Frequently Asked Questions
Q: Is it true that a blind cat can get around as easily as a sighted cat?
A; Absolutely! Homer, for example, can find his food, water, litter, and his favorite toys and napping spots with no trouble at all. Of course, we help him out by always keeping those things in the same places (except for his toys; he seems to remember where he’s left them) and by not leaving any unnecessary clutter on the floor. Homer has learned his way around several different homes over the years. His whiskers help him figure out where walls and doorways are, and the rest he memorizes very quickly.
Homer can even do some things our sighted cats can’t. For example, because Homer’s sense of smell is so acute, it’s impossible for us to sneak a tuna sandwich into our apartment without his knowing! And because his sense of hearing is so precise, he’s much better at catching flies than our other cats are.
Q: I recently adopted a blind kitten, or have an older cat that’s going blind. What can I do to help her out?
A: First, you should bring your cat to the vet to confirm that there has been vision loss. Sometimes vision loss may be temporary or related to treatable conditions. Your vet is the best person to make that diagnosis.
If it does turn out that your cat is losing or has lost her vision, here are a few things you can do to make your home more “blind cat friendly”:
- Make sure that food, water, and litter are always kept in the same place. “Introduce” your blind cat to each of these items by placing her directly in front of them (or, in the case of the litter box, directly in it), and letting her find her way back from them to the rest of your home. This will help her memorize, in a way that makes sense for her, exactly where those things are.
- If your home is large, you might want to have two litter boxes so that your cat is never too far from one of them to be able to find it.
- Try not to leave unnecessary items—like shoes, boxes, umbrellas, etc.—lying around on the floor. The neater your home is, the easier it will be for your blind cat to move around it.
- You may want to mark the entryways to different rooms with different-smelling perfumes or other types of oils/items that give off scent. This will help your cat distinguish one room from another. However you will probably find that, eventually, your blind cat will remember which room is which without the use of these aids.
- Buy some toys with bells! Actually, any kind of toy that makes a sound will be the most fun for your blind cat. Blind cats love to play and “hunt” just as much as—if not more than—sighted cats!
- Personally, I recommend against any blind cat’s being an outdoor cat. The safest place for a blind cat is in her own home.
Q: Wouldn’t it be more humane to put my blind kitten or older cat that’s losing her vision to sleep?
A: Absolutely not! Again, the best person to have this discussion with is your vet. It may be that your cat’s blindness is related to other medical conditions that will negatively impact her quality of life. But blindness by itself is not reason to put a cat to sleep. A kitten who’s blind from a very young age will probably never realize that she’s “different,” and even older cats can adjust quite well to vision loss, as long as they have a loving home. Cats tend to be remarkably adaptive—there’s a reason people say cats have nine lives! There is also no more expense involved in caring for a blind cat than for a sighted one.

:: WHAT THE EXERCISE ASKS ::
Render this sentence from the blind-cat FAQ in Spanish: "The safest place for a blind cat is in her own home."

:: RECORDED INFORMATION ::
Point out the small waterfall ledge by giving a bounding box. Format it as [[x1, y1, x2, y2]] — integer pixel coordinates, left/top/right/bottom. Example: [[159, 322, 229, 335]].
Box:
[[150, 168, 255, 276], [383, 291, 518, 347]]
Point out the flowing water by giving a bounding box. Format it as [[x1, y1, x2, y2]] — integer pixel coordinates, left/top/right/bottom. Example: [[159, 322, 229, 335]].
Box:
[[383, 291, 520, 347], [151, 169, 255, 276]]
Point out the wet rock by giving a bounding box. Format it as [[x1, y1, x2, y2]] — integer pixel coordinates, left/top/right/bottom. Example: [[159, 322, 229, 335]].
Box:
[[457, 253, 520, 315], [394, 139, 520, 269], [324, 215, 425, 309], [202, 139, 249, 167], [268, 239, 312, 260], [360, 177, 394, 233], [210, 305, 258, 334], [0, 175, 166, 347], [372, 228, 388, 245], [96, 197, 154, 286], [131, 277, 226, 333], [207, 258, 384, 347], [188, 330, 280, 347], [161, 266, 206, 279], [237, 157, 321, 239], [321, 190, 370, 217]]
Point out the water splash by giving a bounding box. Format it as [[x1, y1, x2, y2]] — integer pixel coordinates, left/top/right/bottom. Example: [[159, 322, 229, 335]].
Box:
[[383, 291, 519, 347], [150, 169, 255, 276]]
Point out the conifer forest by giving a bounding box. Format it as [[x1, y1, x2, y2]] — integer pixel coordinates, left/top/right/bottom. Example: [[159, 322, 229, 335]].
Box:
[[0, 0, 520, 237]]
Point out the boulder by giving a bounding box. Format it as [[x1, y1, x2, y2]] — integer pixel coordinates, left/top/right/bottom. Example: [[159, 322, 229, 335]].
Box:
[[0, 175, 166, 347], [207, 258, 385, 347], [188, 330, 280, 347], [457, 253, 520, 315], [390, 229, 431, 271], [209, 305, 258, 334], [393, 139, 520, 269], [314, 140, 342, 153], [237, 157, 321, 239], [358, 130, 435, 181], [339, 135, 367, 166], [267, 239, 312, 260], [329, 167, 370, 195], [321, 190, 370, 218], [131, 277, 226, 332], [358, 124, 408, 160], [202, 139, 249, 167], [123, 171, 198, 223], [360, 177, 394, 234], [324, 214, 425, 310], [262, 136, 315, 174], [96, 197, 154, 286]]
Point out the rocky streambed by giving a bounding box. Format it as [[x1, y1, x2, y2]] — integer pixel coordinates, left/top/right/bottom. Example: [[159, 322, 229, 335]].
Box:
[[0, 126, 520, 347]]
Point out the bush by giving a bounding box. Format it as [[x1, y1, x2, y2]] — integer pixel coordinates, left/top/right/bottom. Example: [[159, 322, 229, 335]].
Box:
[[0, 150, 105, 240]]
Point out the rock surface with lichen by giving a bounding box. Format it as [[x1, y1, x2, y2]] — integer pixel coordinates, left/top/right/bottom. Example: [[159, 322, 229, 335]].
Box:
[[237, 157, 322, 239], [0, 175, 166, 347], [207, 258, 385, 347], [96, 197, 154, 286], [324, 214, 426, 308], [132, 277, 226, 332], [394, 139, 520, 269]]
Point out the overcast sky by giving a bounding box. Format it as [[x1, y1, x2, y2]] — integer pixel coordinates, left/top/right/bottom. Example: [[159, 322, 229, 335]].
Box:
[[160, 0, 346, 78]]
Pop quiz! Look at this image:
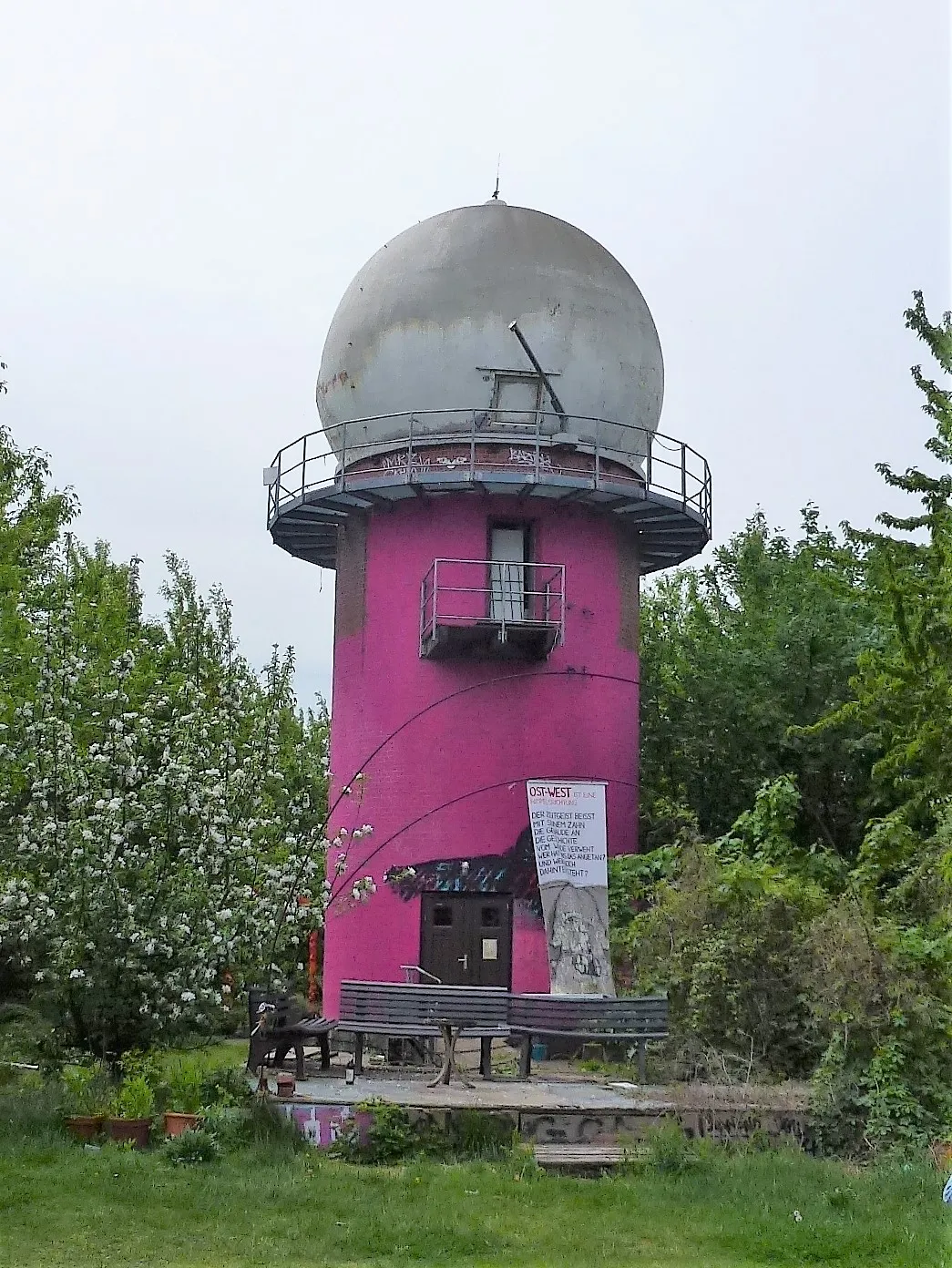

:: WRITTEN ANSWER ::
El lugar más seguro para un gato ciego es su propio hogar.